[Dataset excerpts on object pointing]

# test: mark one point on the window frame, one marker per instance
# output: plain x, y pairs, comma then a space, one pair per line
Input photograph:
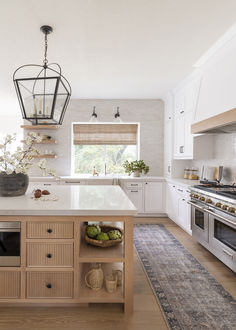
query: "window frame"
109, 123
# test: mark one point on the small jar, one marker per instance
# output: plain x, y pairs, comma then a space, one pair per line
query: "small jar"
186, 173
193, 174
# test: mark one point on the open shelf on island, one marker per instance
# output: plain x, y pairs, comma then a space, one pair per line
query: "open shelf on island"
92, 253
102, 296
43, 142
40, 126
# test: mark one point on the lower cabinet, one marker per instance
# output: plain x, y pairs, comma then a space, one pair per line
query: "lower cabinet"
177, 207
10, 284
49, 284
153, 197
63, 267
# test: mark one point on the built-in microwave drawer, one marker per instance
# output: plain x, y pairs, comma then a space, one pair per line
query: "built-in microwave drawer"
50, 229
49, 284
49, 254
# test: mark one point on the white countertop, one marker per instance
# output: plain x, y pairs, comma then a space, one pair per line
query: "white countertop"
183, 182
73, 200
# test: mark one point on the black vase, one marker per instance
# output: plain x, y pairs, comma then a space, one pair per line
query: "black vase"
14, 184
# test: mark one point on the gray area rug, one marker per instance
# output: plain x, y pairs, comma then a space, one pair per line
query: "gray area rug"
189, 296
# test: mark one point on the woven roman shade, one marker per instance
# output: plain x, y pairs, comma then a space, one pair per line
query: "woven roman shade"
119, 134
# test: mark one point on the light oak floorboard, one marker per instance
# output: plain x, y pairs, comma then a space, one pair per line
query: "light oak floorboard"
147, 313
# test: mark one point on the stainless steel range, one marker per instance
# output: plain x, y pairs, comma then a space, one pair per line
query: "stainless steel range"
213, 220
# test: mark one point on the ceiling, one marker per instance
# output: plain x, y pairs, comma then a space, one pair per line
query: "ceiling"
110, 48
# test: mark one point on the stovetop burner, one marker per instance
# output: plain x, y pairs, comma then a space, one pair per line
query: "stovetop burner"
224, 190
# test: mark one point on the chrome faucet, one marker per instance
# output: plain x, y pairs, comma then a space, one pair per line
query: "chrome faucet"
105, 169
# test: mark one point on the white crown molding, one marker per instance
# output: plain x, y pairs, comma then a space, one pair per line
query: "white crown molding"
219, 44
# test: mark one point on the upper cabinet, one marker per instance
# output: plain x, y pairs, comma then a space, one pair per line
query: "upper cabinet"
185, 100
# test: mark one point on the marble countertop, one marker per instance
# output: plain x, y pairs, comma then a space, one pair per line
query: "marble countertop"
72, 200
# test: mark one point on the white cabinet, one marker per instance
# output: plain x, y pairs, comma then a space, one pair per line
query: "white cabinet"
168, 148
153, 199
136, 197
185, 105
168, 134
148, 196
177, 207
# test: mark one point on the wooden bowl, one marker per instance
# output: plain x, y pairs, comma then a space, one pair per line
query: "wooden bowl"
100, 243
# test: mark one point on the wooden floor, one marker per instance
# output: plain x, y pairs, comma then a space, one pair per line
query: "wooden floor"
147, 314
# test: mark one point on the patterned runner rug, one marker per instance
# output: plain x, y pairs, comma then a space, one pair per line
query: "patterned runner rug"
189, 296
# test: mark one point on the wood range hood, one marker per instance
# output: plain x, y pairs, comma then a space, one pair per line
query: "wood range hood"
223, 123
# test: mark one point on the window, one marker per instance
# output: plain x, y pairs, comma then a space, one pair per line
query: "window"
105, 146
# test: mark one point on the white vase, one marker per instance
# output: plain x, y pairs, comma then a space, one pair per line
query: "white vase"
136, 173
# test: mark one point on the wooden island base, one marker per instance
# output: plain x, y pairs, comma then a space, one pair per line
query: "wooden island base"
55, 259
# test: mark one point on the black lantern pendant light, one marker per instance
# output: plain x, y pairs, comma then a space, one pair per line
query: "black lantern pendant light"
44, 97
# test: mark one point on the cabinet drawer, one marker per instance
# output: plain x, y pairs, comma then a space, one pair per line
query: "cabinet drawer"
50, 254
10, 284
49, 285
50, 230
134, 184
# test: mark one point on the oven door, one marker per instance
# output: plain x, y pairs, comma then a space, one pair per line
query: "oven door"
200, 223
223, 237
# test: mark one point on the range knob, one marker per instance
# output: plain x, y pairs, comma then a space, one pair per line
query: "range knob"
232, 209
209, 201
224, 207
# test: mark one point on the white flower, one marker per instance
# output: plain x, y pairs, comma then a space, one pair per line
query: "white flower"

=== Task directions ===
Rewrite only the part that opens with the line containing "# test: mark one point on the range" and runs through the last line, both included, keeping the requests unchanged. Increase every x and y coordinate in the answers by 86.

=== The completed task ===
# test: mark one point on the range knob, one marker per instance
# output: plain x, y pairs, comma then a space, one pair per line
query: "range knob"
318, 295
295, 287
310, 293
# test: mark one point on the white flower, one marker per instance
# output: plain x, y pairs, comma then a space, one pair per line
query: "white flower"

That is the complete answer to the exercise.